#### WRITTEN TASK
Give an exact copy of every line, leaving images out.

Coordinate annotation entries
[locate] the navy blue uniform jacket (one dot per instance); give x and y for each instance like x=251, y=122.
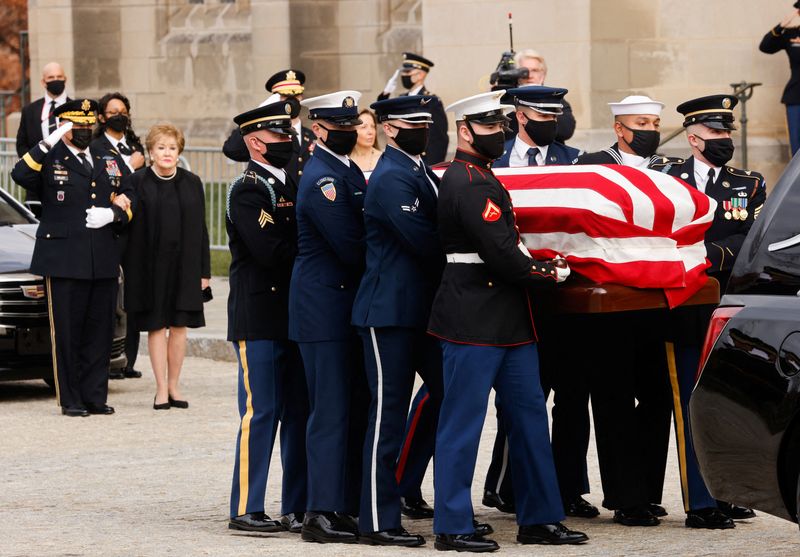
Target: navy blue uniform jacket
x=404, y=258
x=64, y=247
x=330, y=241
x=557, y=153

#### RESPONSE FOR THIS EXERCISE
[locate] the navy blue uniform jacket (one dot per instance); give x and y for each instance like x=251, y=122.
Target: navy blue uniform jacket
x=404, y=258
x=64, y=247
x=330, y=241
x=557, y=153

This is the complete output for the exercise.